Recast the lines below as a numbered list, starting at the line containing "# vecmask outlines the target in a photograph" and running through the last line, both included. Leave out any blank lines.

Data listing
────────

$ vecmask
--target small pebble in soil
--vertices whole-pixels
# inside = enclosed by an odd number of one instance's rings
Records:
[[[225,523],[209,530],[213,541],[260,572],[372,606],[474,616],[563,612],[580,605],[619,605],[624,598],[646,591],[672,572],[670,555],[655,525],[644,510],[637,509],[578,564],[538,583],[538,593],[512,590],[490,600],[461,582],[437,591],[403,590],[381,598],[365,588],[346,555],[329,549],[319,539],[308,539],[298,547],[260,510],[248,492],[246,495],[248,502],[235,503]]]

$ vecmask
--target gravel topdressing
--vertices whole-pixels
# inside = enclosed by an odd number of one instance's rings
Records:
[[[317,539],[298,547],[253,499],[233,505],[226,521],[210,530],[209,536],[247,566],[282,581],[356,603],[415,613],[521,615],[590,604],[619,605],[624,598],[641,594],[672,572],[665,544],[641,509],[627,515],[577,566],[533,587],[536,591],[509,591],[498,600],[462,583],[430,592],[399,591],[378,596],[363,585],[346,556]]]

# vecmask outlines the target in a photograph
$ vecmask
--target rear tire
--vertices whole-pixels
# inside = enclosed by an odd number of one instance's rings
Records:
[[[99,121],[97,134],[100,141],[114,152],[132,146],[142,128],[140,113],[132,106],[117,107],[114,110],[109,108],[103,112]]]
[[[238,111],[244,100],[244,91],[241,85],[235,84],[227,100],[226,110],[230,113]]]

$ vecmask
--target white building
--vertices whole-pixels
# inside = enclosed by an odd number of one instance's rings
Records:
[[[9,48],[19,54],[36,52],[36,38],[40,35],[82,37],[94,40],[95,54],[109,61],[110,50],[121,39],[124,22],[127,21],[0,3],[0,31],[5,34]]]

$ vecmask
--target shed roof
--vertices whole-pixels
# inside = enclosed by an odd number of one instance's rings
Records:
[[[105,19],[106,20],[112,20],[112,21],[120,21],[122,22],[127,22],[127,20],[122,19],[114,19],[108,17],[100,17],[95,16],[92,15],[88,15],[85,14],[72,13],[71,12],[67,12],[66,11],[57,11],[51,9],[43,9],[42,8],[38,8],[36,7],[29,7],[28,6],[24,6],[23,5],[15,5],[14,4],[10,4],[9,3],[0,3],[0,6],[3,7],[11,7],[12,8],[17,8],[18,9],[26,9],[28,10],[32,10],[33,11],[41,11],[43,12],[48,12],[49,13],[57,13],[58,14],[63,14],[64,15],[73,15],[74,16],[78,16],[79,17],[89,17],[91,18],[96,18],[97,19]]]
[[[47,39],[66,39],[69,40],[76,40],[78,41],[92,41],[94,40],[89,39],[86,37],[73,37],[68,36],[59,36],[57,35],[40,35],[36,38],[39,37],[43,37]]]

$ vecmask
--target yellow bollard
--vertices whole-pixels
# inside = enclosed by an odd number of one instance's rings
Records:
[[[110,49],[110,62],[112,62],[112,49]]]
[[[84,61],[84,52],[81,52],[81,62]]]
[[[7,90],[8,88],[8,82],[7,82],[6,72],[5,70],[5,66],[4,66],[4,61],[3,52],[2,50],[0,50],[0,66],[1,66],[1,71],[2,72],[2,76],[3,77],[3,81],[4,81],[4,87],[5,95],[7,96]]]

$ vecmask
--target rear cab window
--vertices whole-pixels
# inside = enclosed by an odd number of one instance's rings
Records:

────────

**Answer to the exercise**
1. # vecmask outlines the target in a photograph
2. $ vecmask
3. --target rear tire
4. --vertices whole-pixels
5. # inside = enclosed by an odd number of one instance's rings
6. Records:
7. [[[99,121],[97,134],[100,141],[114,152],[132,146],[142,128],[140,113],[132,106],[117,107],[114,110],[109,108],[103,112]]]
8. [[[238,111],[244,100],[244,91],[241,85],[235,84],[227,100],[226,110],[230,113]]]
9. $ vecmask
10. --target white building
11. --vertices whole-pixels
12. # inside = enclosed by an odd number of one instance's rings
13. Records:
14. [[[9,48],[19,54],[36,52],[36,38],[40,35],[82,37],[94,40],[95,54],[109,61],[110,50],[121,39],[124,22],[127,21],[0,3],[0,31],[5,34]]]
15. $ vecmask
16. --target shed roof
17. --vertices whole-pixels
18. # inside = enclosed by an odd number of one instance's rings
19. Records:
20. [[[105,19],[106,20],[112,20],[112,21],[120,21],[122,22],[127,22],[127,20],[122,19],[114,19],[108,17],[100,17],[95,16],[92,15],[88,15],[85,14],[72,13],[71,12],[67,12],[66,11],[57,11],[51,9],[43,9],[42,8],[38,8],[36,7],[29,7],[28,6],[24,6],[23,5],[15,5],[14,4],[10,4],[9,3],[0,3],[0,6],[3,7],[11,7],[12,8],[17,8],[18,9],[26,9],[28,10],[32,10],[33,11],[41,11],[43,12],[48,12],[49,13],[57,13],[58,14],[63,14],[64,15],[73,15],[74,16],[78,16],[79,17],[89,17],[91,18],[96,18],[97,19]]]
21. [[[47,39],[66,39],[69,40],[76,40],[78,41],[92,41],[94,40],[89,39],[86,37],[73,37],[68,36],[59,36],[57,35],[40,35],[36,38],[39,37],[43,37]]]
22. $ vecmask
23. --target yellow bollard
24. --vertices whole-pixels
25. # inside = enclosed by an odd number of one instance's rings
26. Records:
27. [[[110,49],[110,62],[112,62],[112,49]]]
28. [[[84,61],[84,52],[81,52],[81,62]]]
29. [[[7,90],[8,88],[8,82],[7,82],[6,72],[5,70],[5,66],[4,66],[4,61],[3,52],[2,50],[0,50],[0,66],[1,66],[1,71],[2,72],[2,76],[3,77],[3,81],[4,81],[4,87],[5,95],[7,96]]]
30. $ vecmask
31. --target rear cab window
32. --vertices whole-pixels
33. # inside = enclosed by an odd number of one instance's rings
34. Records:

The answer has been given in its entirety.